WORK TO BE COMPLETED
In the author profiles, to whom did Anna Sewell dictate most of Black Beauty?

[start of SELECTION]

The author of the Pulitzer Prize winning Tales of South the Pacific, which inspired the Rodgers and Hammerstein Musical, Michener wrote an amazing 40 books after the age of 40. He was best known for his sweeping, multi-generational historical fiction sagas, usually focusing on a particular geographic region. Previous to writing he’d spent much of his life as a teacher. ‘I love writing. I love the swirl and swing of words as they tangle with human emotions.’

Laura Inglis Wilder

Wilder began writing in her 40s but didn’t find great success until some 20 years later, when Little House in the Big Woods was published. It was the first of the Little House on the Prairie series of children’s books which were released from 1932 to 1943 and were based on her childhood in a settler and pioneer family. ‘I am beginning to learn that it is the sweet, simple things of life which are the real ones after all.’

Raymond Chandler

Chandler coped with losing his job as an oil company executive (following a bout of depression, womanising and heaving drinking), three years into the Great Depression by deciding to write detective fiction. His first novel, The Big Sleep, came out in 1939 when he was 44 years old. He went on to write seven novels, many featuring the character Philip Marlowe. ‘The streets were dark with something more than night.’

Anna Sewell

Sewell’s only published work is the classic Black Beauty, one of the top ten bestselling novels for children ever written. She began writing it at the age of 51 while in declining health and dictated most of it to her mother. At 57, she sold the book. Sewell died in 1878, just five months after her wonderful novel was published. ‘We call them dumb animals, and so they are, for they cannot tell us how they feel, but they do not suffer less because they have no words.’

Frank McCourt

Angela’s Ashes, McCourt’s extraordinary story of his impoverished childhood in Ireland and later life experiences as a teacher in New York was published in 1996, and went on to win the Pulitzer Prize. ‘You might be poor, your shoes might be broken, but your mind is a palace.’

[end of SELECTION]
[start of INFORMATION SHOWN]

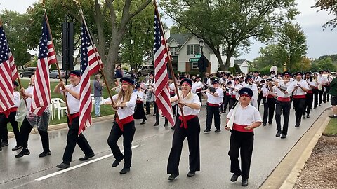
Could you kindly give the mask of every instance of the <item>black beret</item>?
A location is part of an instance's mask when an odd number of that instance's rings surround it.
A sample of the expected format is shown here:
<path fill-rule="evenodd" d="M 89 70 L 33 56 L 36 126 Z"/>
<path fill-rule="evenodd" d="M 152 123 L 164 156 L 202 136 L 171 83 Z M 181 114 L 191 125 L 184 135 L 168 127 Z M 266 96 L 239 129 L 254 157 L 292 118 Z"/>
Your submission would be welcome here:
<path fill-rule="evenodd" d="M 122 78 L 121 79 L 121 82 L 123 83 L 126 83 L 131 85 L 133 85 L 133 84 L 135 83 L 135 81 L 133 80 L 131 80 L 131 79 L 129 79 L 128 78 Z"/>
<path fill-rule="evenodd" d="M 193 85 L 192 80 L 190 80 L 189 79 L 186 79 L 186 78 L 185 78 L 185 79 L 183 79 L 180 81 L 180 85 L 183 85 L 183 83 L 187 84 L 191 88 L 192 88 L 192 85 Z"/>
<path fill-rule="evenodd" d="M 247 95 L 251 98 L 251 97 L 253 97 L 253 90 L 250 88 L 243 88 L 239 90 L 239 94 L 240 94 L 240 96 Z"/>
<path fill-rule="evenodd" d="M 69 72 L 69 76 L 71 75 L 74 75 L 79 78 L 81 77 L 81 72 L 79 71 L 79 70 L 72 70 Z"/>

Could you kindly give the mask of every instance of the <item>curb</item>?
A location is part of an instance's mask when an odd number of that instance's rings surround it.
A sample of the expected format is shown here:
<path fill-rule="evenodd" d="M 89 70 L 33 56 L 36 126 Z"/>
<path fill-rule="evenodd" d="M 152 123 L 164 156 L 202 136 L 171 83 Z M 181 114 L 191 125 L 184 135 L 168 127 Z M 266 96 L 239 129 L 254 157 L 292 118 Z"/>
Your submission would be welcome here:
<path fill-rule="evenodd" d="M 93 123 L 96 122 L 100 122 L 100 121 L 106 121 L 109 120 L 113 119 L 114 117 L 114 114 L 113 115 L 105 115 L 100 118 L 94 118 L 92 119 Z M 48 131 L 53 131 L 53 130 L 62 130 L 65 128 L 68 127 L 68 124 L 67 122 L 63 122 L 63 123 L 60 123 L 60 124 L 56 124 L 56 125 L 48 125 Z M 37 134 L 39 133 L 37 131 L 37 129 L 36 127 L 34 127 L 33 129 L 32 130 L 32 132 L 30 132 L 30 134 Z M 8 138 L 13 138 L 15 137 L 14 136 L 14 132 L 8 132 Z"/>

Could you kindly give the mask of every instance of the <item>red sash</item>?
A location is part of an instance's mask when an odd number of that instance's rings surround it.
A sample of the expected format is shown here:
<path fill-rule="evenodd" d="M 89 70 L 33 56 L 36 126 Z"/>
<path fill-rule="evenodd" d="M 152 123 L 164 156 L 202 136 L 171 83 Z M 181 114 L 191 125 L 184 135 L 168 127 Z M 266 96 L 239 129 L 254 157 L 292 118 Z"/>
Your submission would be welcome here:
<path fill-rule="evenodd" d="M 119 128 L 121 129 L 121 131 L 123 131 L 123 125 L 129 123 L 133 120 L 133 115 L 129 115 L 121 120 L 119 120 L 119 118 L 118 116 L 116 118 L 116 122 L 118 124 L 118 126 L 119 126 Z"/>
<path fill-rule="evenodd" d="M 233 123 L 233 130 L 239 132 L 253 132 L 254 129 L 251 129 L 249 130 L 246 130 L 244 129 L 244 127 L 246 127 L 248 125 L 238 125 L 236 123 Z"/>
<path fill-rule="evenodd" d="M 181 115 L 179 116 L 179 120 L 181 120 L 181 123 L 180 123 L 180 128 L 183 127 L 183 125 L 184 126 L 184 128 L 185 129 L 187 129 L 187 121 L 193 119 L 194 118 L 197 117 L 196 115 L 185 115 L 185 122 L 183 120 L 183 117 Z"/>

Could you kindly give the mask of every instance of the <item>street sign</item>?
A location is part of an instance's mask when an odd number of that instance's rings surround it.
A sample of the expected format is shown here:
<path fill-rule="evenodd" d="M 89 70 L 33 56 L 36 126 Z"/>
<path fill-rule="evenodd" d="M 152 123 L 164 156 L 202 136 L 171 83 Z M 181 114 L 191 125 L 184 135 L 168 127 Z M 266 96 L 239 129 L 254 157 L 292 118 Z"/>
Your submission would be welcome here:
<path fill-rule="evenodd" d="M 188 59 L 188 61 L 191 62 L 197 62 L 199 61 L 199 58 L 190 58 Z"/>

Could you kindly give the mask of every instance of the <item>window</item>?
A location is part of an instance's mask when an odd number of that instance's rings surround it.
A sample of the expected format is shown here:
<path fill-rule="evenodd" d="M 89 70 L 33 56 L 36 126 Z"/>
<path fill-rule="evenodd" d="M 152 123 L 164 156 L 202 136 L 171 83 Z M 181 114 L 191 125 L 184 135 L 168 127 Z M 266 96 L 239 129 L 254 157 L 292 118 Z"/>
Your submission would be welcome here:
<path fill-rule="evenodd" d="M 178 47 L 170 47 L 170 52 L 171 52 L 171 56 L 178 56 L 178 54 L 176 54 L 178 50 L 179 50 L 179 48 Z"/>
<path fill-rule="evenodd" d="M 192 69 L 199 69 L 198 62 L 192 62 Z"/>
<path fill-rule="evenodd" d="M 195 54 L 200 54 L 200 46 L 199 45 L 188 45 L 187 55 L 194 55 Z"/>

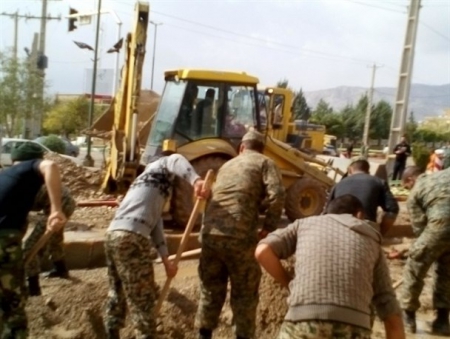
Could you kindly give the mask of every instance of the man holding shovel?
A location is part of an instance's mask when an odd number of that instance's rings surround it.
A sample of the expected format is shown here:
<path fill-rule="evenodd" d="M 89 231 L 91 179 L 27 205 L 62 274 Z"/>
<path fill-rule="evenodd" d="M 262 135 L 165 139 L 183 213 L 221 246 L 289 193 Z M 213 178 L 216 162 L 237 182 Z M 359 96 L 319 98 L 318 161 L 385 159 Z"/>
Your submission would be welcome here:
<path fill-rule="evenodd" d="M 67 187 L 62 188 L 61 209 L 69 219 L 75 211 L 76 201 L 72 197 Z M 33 231 L 27 237 L 24 243 L 24 254 L 27 254 L 36 245 L 39 239 L 44 235 L 46 230 L 47 219 L 50 215 L 50 198 L 45 186 L 39 191 L 34 201 L 33 211 L 42 211 L 43 216 L 39 217 Z M 69 271 L 64 260 L 64 228 L 51 235 L 45 248 L 45 253 L 51 257 L 53 269 L 46 274 L 47 278 L 68 278 Z M 28 277 L 28 291 L 30 296 L 41 295 L 41 287 L 39 284 L 39 273 L 41 272 L 40 256 L 36 255 L 25 265 L 26 275 Z"/>
<path fill-rule="evenodd" d="M 128 190 L 111 222 L 105 241 L 109 293 L 104 322 L 107 338 L 119 338 L 126 306 L 136 339 L 156 337 L 154 304 L 156 291 L 151 261 L 150 237 L 163 261 L 166 274 L 173 277 L 177 267 L 168 260 L 161 214 L 176 176 L 194 187 L 197 197 L 206 197 L 203 180 L 166 140 L 162 156 L 150 162 Z"/>
<path fill-rule="evenodd" d="M 254 258 L 260 238 L 277 228 L 284 187 L 275 163 L 261 154 L 264 135 L 250 131 L 239 155 L 217 174 L 201 231 L 199 338 L 210 339 L 217 327 L 231 281 L 231 309 L 237 338 L 253 338 L 261 268 Z M 258 234 L 263 201 L 266 218 Z"/>
<path fill-rule="evenodd" d="M 22 238 L 27 215 L 45 183 L 50 197 L 47 230 L 65 223 L 61 211 L 61 178 L 58 166 L 43 160 L 39 146 L 25 143 L 11 153 L 13 166 L 0 173 L 0 337 L 27 337 L 26 287 Z"/>

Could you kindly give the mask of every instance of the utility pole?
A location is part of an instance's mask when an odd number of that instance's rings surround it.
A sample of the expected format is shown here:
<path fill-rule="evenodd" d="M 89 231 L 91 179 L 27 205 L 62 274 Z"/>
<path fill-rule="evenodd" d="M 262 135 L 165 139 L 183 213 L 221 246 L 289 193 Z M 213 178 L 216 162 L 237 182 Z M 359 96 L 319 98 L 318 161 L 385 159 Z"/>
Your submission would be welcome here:
<path fill-rule="evenodd" d="M 389 154 L 392 154 L 394 146 L 400 141 L 400 137 L 402 136 L 406 125 L 409 91 L 414 64 L 414 50 L 417 38 L 417 26 L 419 25 L 419 11 L 420 0 L 411 0 L 408 10 L 408 23 L 405 43 L 403 45 L 397 94 L 391 120 L 391 133 L 388 144 Z"/>
<path fill-rule="evenodd" d="M 39 51 L 38 58 L 39 63 L 42 63 L 43 67 L 39 68 L 40 84 L 39 84 L 39 112 L 34 115 L 34 137 L 38 137 L 41 134 L 42 120 L 44 117 L 44 94 L 45 94 L 45 69 L 47 68 L 47 59 L 45 56 L 45 36 L 47 28 L 47 0 L 42 0 L 42 12 L 41 12 L 41 30 L 39 32 Z"/>
<path fill-rule="evenodd" d="M 97 80 L 97 58 L 98 58 L 98 40 L 100 33 L 100 16 L 101 16 L 101 8 L 102 8 L 102 0 L 98 0 L 98 8 L 97 8 L 97 29 L 95 31 L 95 49 L 94 49 L 94 69 L 92 74 L 92 90 L 91 90 L 91 102 L 89 105 L 89 124 L 88 126 L 92 126 L 92 121 L 94 118 L 94 101 L 95 101 L 95 84 Z M 91 156 L 91 136 L 87 136 L 87 152 L 86 157 L 83 160 L 84 166 L 94 166 L 94 159 Z"/>
<path fill-rule="evenodd" d="M 370 82 L 369 95 L 368 95 L 368 103 L 367 103 L 367 111 L 366 111 L 366 119 L 364 121 L 364 134 L 363 134 L 363 145 L 364 145 L 364 153 L 367 153 L 369 150 L 369 130 L 370 130 L 370 116 L 372 114 L 372 101 L 373 101 L 373 88 L 375 84 L 375 72 L 377 68 L 381 66 L 377 66 L 375 63 L 372 65 L 372 80 Z M 368 154 L 364 154 L 367 156 Z"/>
<path fill-rule="evenodd" d="M 11 19 L 14 19 L 14 45 L 13 45 L 13 57 L 14 60 L 17 60 L 17 49 L 19 42 L 19 18 L 23 16 L 19 16 L 19 11 L 15 13 L 1 13 L 0 15 L 9 16 Z"/>
<path fill-rule="evenodd" d="M 34 76 L 37 73 L 37 58 L 38 58 L 38 40 L 39 40 L 39 34 L 34 33 L 33 36 L 33 44 L 31 45 L 31 52 L 28 55 L 28 71 L 30 74 L 32 74 L 32 82 L 30 85 L 30 88 L 28 88 L 28 101 L 30 102 L 30 105 L 27 105 L 25 116 L 24 116 L 24 122 L 23 122 L 23 130 L 22 130 L 22 136 L 24 139 L 30 139 L 31 133 L 33 129 L 33 117 L 36 110 L 36 99 L 37 99 L 37 88 L 36 88 L 36 82 L 34 81 Z"/>
<path fill-rule="evenodd" d="M 17 60 L 17 45 L 19 43 L 19 11 L 14 14 L 14 59 Z"/>
<path fill-rule="evenodd" d="M 153 36 L 153 58 L 152 58 L 152 79 L 150 83 L 150 89 L 153 90 L 153 78 L 155 76 L 155 55 L 156 55 L 156 35 L 158 33 L 158 26 L 162 25 L 162 22 L 156 23 L 153 21 L 150 21 L 150 23 L 155 26 L 155 32 Z"/>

[end of INFORMATION SHOWN]

EXERCISE OUTPUT
Her mother.